TASK BRIEF:
Write out the listing below without alteration, omitting its pictures.

SUPPLIED DATA:
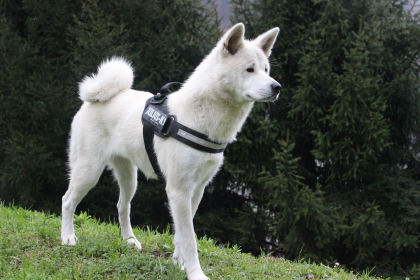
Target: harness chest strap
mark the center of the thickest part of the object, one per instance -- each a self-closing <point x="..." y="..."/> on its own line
<point x="157" y="121"/>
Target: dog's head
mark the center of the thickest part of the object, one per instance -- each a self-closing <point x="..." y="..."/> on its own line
<point x="243" y="65"/>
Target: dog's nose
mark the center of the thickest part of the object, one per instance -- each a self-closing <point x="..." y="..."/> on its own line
<point x="275" y="88"/>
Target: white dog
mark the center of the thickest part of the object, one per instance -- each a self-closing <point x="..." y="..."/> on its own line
<point x="107" y="131"/>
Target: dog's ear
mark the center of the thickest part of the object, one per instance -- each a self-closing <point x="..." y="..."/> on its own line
<point x="233" y="39"/>
<point x="266" y="40"/>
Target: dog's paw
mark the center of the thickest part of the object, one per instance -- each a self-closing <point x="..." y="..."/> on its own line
<point x="70" y="240"/>
<point x="133" y="240"/>
<point x="199" y="275"/>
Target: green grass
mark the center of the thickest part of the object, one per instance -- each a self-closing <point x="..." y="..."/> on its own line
<point x="30" y="248"/>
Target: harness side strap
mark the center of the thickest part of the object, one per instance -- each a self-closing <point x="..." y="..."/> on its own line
<point x="148" y="135"/>
<point x="194" y="139"/>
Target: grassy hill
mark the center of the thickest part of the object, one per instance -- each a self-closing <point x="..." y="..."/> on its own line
<point x="30" y="248"/>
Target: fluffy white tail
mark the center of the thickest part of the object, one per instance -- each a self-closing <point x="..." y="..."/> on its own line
<point x="114" y="75"/>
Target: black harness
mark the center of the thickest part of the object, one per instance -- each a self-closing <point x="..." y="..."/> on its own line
<point x="157" y="121"/>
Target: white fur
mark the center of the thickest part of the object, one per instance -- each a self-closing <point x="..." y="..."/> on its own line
<point x="113" y="76"/>
<point x="215" y="100"/>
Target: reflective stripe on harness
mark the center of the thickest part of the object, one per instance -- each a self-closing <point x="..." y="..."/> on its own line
<point x="157" y="120"/>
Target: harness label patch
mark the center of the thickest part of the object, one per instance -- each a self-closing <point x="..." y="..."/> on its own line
<point x="155" y="116"/>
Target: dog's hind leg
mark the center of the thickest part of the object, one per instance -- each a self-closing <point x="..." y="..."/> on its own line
<point x="83" y="177"/>
<point x="126" y="174"/>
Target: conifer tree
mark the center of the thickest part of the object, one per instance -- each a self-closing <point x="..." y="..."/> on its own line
<point x="350" y="77"/>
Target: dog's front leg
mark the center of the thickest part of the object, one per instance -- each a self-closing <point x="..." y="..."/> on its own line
<point x="185" y="254"/>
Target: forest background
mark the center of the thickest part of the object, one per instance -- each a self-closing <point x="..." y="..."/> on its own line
<point x="330" y="172"/>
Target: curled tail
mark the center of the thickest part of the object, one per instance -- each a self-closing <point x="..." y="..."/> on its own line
<point x="114" y="75"/>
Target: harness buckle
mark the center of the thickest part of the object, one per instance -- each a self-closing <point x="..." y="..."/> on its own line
<point x="167" y="126"/>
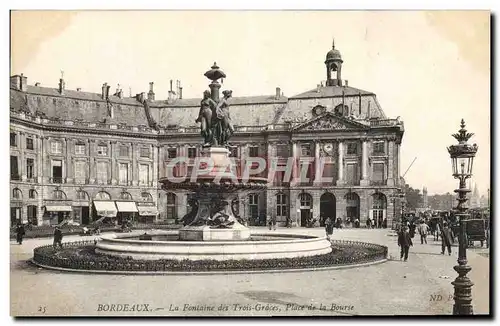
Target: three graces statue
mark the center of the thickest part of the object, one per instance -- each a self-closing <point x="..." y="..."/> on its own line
<point x="216" y="126"/>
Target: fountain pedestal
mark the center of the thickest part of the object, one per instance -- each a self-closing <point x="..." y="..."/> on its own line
<point x="215" y="218"/>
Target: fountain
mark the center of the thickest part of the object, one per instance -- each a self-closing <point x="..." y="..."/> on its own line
<point x="213" y="231"/>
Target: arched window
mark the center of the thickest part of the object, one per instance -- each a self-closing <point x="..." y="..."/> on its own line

RESPONSE FOR THIS EXERCISE:
Target: harness chest strap
mark the center of the thickest part of the object, one per instance -- each a self-closing <point x="..." y="..."/> on its own line
<point x="157" y="121"/>
Target: dog's head
mark the center of the thickest part of the object, one per instance -- each a self-closing <point x="..." y="..."/> on its own line
<point x="243" y="65"/>
Target: dog's nose
mark the center of the thickest part of the object, one per instance -- each a self-closing <point x="..." y="..."/> on its own line
<point x="275" y="88"/>
Target: white dog
mark the center of the thickest part of the object, one per instance -- each a self-closing <point x="..." y="..."/> on its own line
<point x="107" y="131"/>
Target: dog's ear
mark the center of the thickest part of the object, one per instance -- each a self-closing <point x="..." y="..."/> on its own line
<point x="233" y="39"/>
<point x="266" y="40"/>
Target: dog's paw
mark the center of the thickest part of the object, one per instance -- each a self-closing <point x="..." y="..."/> on its own line
<point x="70" y="240"/>
<point x="133" y="240"/>
<point x="199" y="275"/>
Target: green grass
mark the center of the thickest part of the object, one per instance -- each a self-closing <point x="..." y="..."/> on its own line
<point x="30" y="248"/>
Target: harness side strap
mark the center of the thickest part of the object, one per instance -- each a self-closing <point x="..." y="..."/> on its own line
<point x="148" y="135"/>
<point x="194" y="139"/>
Target: grassy hill
mark the center of the thickest part of the object, one per instance -- each a self-closing <point x="..." y="..."/> on its own line
<point x="30" y="248"/>
Target: fluffy white tail
mark the center of the thickest part of the object, one per instance -- each a self-closing <point x="..." y="..."/> on its own line
<point x="114" y="75"/>
Target: black harness
mark the center of the thickest part of the object, one per instance -- each a self-closing <point x="..." y="..."/> on its own line
<point x="157" y="121"/>
Target: white fur
mark the center of the thickest part of the object, one per instance -- each a self-closing <point x="..." y="..."/> on its own line
<point x="113" y="76"/>
<point x="215" y="100"/>
Target: reflective stripe on harness
mark the center of the thickest part of the object, one per instance -- each a self-closing <point x="..." y="..."/> on its own line
<point x="157" y="120"/>
Target: harness label patch
mark the center of the thickest part of the object, one per instance -- each a self-closing <point x="..." y="..."/> on its own line
<point x="155" y="116"/>
Target: dog's hind leg
mark the center of the thickest part of the object, one per instance -- each a self-closing <point x="..." y="..."/> on its own line
<point x="83" y="177"/>
<point x="126" y="174"/>
Target: conifer tree
mark the center of the thickest part of the object, one per instance -- each a self-closing <point x="..." y="..."/> on its own line
<point x="350" y="77"/>
Target: dog's front leg
mark the center of the thickest part of the object, one per instance -- each a self-closing <point x="..." y="..."/> on its own line
<point x="185" y="254"/>
Target: forest background
mark the center of the thickest part of the object, one per instance -- each a self-closing <point x="..." y="..."/> on its own line
<point x="330" y="172"/>
Target: curled tail
mark the center of the thickest part of the object, one per instance -- each a self-closing <point x="..." y="..."/> on its own line
<point x="114" y="75"/>
Target: harness buckle
mark the center of the thickest part of the object, one per instance -- each a self-closing <point x="..." y="..."/> on its own line
<point x="167" y="126"/>
Target: three graces statue
mark the center of the thickest part of the object, one per instance -- each a self-closing <point x="..." y="..."/> on its own line
<point x="216" y="126"/>
Target: fountain pedestal
mark the center of the thickest part of the object, one per instance -- each a self-closing <point x="..." y="..."/> on its own line
<point x="215" y="218"/>
Target: fountain
mark the center of the thickest part of the object, one per instance -- each a self-closing <point x="..." y="..."/> on its own line
<point x="213" y="231"/>
Target: arched window
mark the center of the thickest part of the object, one per instance -- each a self-closing <point x="..." y="..."/> on its own line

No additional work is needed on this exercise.